====== Dataset records

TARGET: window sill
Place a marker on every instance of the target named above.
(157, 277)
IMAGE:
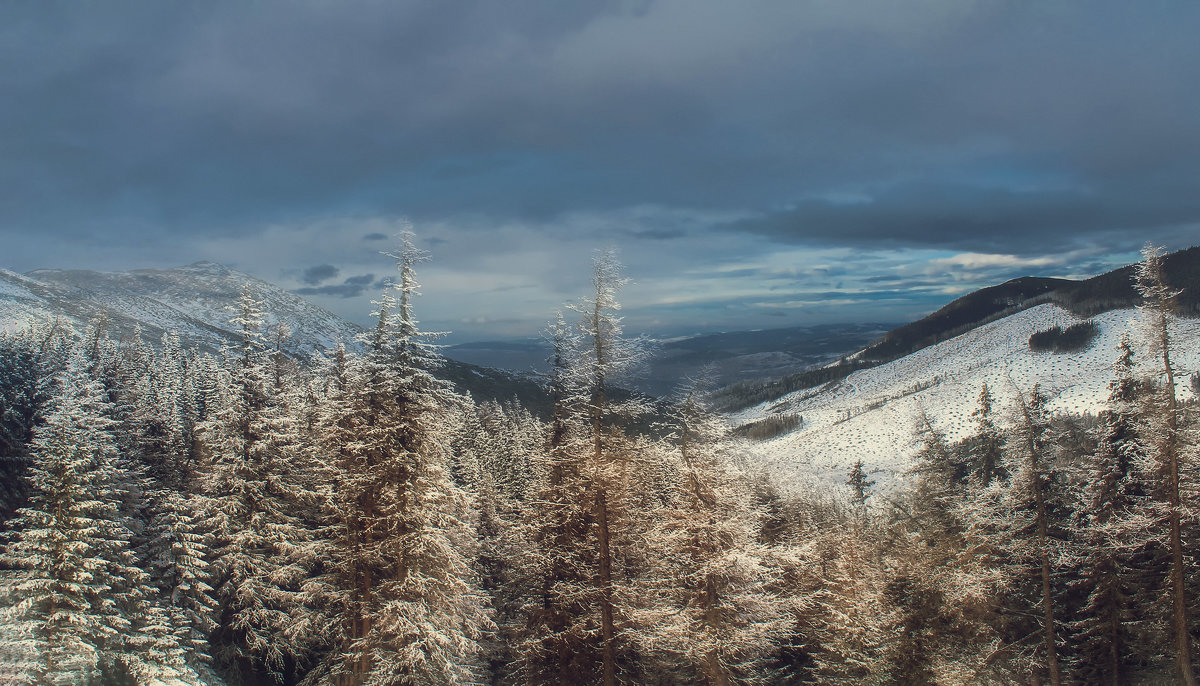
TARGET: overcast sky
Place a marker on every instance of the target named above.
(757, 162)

============
====== Dataset records

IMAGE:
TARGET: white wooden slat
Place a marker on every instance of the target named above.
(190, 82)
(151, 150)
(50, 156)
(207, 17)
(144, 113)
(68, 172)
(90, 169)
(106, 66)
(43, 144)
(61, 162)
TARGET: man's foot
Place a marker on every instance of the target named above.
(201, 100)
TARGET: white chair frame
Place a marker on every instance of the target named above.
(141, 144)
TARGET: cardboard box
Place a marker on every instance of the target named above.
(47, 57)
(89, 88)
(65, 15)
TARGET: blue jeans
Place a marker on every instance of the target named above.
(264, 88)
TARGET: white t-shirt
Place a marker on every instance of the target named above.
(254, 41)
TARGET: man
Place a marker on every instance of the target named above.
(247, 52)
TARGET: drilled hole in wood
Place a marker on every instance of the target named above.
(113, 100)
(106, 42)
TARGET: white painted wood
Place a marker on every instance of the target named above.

============

Required work
Collect every line in the entries above that contains the word "white", and copy each of those lines in full.

Answer in full
TARGET: white wooden slat
TARGET: white chair frame
TARGET: white t-shirt
TARGET: white painted wood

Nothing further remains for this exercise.